**Document segment:**
--------------------------------------------------

The plan has provoked controversy among members of Congress but also  illuminates the need for serious changes in American education with new requirements for the 21st century.

Obama’s plan will mean significant changes in higher education to create what  America needs to compete in the global economy. Such changes are necessary for the American people not only to survive but also to thrive in the future.

Many employers believe that some college education is the minimal level necessary for success in this century. What once used to be optional has become mandatory for America’s labor pool. It’s nearly impossible for people to live financially comfortably without a college degree of some sort.

Obama’s plan will significantly give a leg up to those who can’t afford higher education. The plan can reduce unemployment as those with a college education are more likely to find good jobs with a future. Since more people will be in the workforce, the Gross Domestic Product (GDP) will rise, hopefully leading to a healthier economy.

People who did not initially plan to attend college will be more encouraged to pursue such an education. With no cost for the first two years of higher education, the most significant barrier for college attendance will be gone.

As of 2013, only 66 percent of high school graduates planned to attend college in the fall following high school graduation.

--------------------------------------------------

**Source material:**

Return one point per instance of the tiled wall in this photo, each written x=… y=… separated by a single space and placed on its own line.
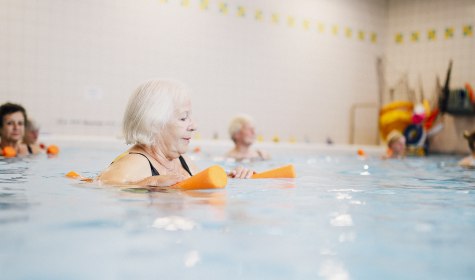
x=423 y=36
x=297 y=66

--------------------------------------------------

**Problem requirements:**
Continue the passage on Obama's plan for free college, starting right after its final sentence about 2013 high school graduates.

**In response:**
While community colleges are less restrictive in their admission process, students for whom college tuition proved to be an insurmountable hardship will have fewer financial barriers to prevent their attendance.

The National Center for Education Statistics found that the graduation rate for full-time students pursuing a bachelor’s degree at a 4-year school in 2006 was 59 percent. That 59 percent completed the degree within six years.

An obstacle to the president’s plan may be the effect on Federal Student Aid funds, affecting students pursuing private college education. At this time, however, it is not certain where funding will come from.  It could be that some programs will be canceled and those funds transferred to the new plan. The plan will cost close to $60 billion over 10 years.

In the 21st century, a college degree is the bare minimum needed to enter the workforce. In fact, it is becoming more and more common that a master’s or Ph.D degree are the entry-level degrees for many fields.

Free community college will create a better educated population and is forecast to produce about nine million full-time students a year, saving them each on average $3,800 annually.

President Obama’s plan needs to be seriously considered. American students must acquire the education needed to compete in the national and global workforce. Undereducated students will hinder not only economic growth in the U.S. but also be outdone in the global economy.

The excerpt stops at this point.